CONSIGNE RÉDIGÉE A:
Recopiez le passage fourni depuis "9 mars 2021" jusqu'à "tyrannique du monde." inclus, en remplaçant "Système" par "régime".

PASSAGE FOURNI:
9 mars 2021 – C’est une idée qui s’inscrit de plus en plus fortement, je dirais même “férocement”, en moi : dans ces temps si particuliers que nous vivons, l’universalité et la rapidité d’expansion quasiment instantanée de la bêtise caractérisant tous les actes des puissances et directions travaillant pour le service aveugle du Système. (En gros, les acteurs et figurants du bloc-BAO.) Je me disais cela hier, songeant effectivement à “l’enchaînement” (le mot s’y trouve) qui, après l’élimination du monstrueux Trump vécu quasiment un acte “re-fondateur”, pousse la direction actuelle des USA vers tout ce qui provoque le plus sûrement des crises déconstructrice dont ce même Système pourrait faire l’économie s’il avait un véritable projet de domination hégémonique et tyrannique du monde.

On l’écrivait bel et bien dans ce texte-là, qui suivait les remarques que je m’étais faites concernant l’évolution ultra-rapide du Texas, – si “ultra-rapide” que je ne donne que quelques mois, voire quelques semaines si le temps le permet, pour que cette évolution se transmute en une dynamique propre et d’effet déconstructeur provenant de décisions et maladresses des uns et des autres, et devienne alors cause de l’accélération de cette déconstruction, entraînant les uns et les autres, leurs décisions et leurs maladresses.

DONNÉES D'ENTRÉE:
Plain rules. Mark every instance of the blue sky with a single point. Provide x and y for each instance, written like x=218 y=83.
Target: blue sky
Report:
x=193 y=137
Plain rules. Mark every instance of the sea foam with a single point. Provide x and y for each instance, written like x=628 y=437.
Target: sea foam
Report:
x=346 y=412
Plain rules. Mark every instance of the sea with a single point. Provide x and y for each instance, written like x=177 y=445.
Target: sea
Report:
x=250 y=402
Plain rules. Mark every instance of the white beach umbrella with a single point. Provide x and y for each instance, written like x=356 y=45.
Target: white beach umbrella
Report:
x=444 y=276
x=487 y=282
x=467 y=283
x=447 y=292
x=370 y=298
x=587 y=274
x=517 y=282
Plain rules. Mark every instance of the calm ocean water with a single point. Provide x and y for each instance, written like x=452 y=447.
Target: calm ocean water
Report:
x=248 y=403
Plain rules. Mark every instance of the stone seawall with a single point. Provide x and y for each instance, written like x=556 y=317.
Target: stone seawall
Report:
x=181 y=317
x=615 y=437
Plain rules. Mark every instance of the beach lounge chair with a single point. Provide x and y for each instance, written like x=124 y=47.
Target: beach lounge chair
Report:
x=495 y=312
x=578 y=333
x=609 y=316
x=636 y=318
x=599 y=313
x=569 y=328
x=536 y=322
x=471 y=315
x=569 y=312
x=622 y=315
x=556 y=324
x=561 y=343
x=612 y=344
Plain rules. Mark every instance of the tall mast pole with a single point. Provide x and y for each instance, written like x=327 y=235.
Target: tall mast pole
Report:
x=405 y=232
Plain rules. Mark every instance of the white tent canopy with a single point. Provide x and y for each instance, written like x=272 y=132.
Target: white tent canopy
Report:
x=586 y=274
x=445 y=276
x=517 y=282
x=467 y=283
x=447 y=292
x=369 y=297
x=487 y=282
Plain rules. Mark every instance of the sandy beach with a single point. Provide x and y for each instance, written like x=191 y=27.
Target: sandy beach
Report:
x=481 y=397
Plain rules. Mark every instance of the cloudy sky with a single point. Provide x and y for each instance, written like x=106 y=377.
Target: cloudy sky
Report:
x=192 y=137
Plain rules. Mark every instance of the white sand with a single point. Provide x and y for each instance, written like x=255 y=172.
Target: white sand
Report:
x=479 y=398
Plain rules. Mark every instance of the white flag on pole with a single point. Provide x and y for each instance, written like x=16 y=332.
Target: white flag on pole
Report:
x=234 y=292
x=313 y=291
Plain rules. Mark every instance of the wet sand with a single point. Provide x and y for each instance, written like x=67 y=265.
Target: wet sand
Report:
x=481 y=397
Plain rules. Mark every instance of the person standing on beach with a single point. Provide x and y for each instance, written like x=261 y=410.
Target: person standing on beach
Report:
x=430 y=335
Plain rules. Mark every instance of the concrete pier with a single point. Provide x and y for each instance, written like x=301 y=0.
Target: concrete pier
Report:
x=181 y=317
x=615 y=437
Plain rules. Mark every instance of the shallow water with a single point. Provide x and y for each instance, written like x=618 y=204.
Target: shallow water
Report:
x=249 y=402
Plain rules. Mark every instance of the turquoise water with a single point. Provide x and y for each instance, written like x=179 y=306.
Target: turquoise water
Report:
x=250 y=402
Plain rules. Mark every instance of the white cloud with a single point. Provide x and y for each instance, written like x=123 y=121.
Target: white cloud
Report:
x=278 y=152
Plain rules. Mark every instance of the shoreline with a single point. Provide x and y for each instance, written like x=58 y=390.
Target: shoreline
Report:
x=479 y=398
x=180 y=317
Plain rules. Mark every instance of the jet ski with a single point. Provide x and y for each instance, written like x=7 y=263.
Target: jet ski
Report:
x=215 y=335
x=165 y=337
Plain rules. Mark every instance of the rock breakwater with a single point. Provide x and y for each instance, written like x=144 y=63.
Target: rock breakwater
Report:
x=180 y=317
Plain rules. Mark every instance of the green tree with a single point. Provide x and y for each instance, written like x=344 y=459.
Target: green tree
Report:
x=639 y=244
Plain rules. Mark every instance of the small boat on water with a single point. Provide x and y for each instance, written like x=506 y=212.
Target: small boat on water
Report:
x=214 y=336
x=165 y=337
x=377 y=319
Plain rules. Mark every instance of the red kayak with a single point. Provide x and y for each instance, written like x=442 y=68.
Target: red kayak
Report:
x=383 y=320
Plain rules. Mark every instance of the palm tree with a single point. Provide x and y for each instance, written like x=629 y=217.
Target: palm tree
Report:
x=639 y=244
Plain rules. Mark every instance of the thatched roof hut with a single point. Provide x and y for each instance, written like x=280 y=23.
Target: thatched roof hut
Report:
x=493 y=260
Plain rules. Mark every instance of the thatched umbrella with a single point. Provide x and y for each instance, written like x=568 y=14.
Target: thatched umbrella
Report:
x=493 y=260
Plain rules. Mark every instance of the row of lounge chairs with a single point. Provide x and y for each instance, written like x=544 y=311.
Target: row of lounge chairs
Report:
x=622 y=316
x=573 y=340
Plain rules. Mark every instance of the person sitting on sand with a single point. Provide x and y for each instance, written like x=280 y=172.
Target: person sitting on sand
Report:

CONSIGNE RÉDIGÉE B:
Parmi les lignes ci-dessus, sélectionnez toutes celles qui contiennent la chaîne "seawall". La casse compte.

RÉPONSE FINALE A:
9 mars 2021 – C’est une idée qui s’inscrit de plus en plus fortement, je dirais même “férocement”, en moi : dans ces temps si particuliers que nous vivons, l’universalité et la rapidité d’expansion quasiment instantanée de la bêtise caractérisant tous les actes des puissances et directions travaillant pour le service aveugle du régime. (En gros, les acteurs et figurants du bloc-BAO.) Je me disais cela hier, songeant effectivement à “l’enchaînement” (le mot s’y trouve) qui, après l’élimination du monstrueux Trump vécu quasiment un acte “re-fondateur”, pousse la direction actuelle des USA vers tout ce qui provoque le plus sûrement des crises déconstructrice dont ce même régime pourrait faire l’économie s’il avait un véritable projet de domination hégémonique et tyrannique du monde.

RÉPONSE FINALE B:
Plain rules. Mark every instance of the stone seawall with a single point. Provide x and y for each instance, written like x=556 y=317.
Target: stone seawall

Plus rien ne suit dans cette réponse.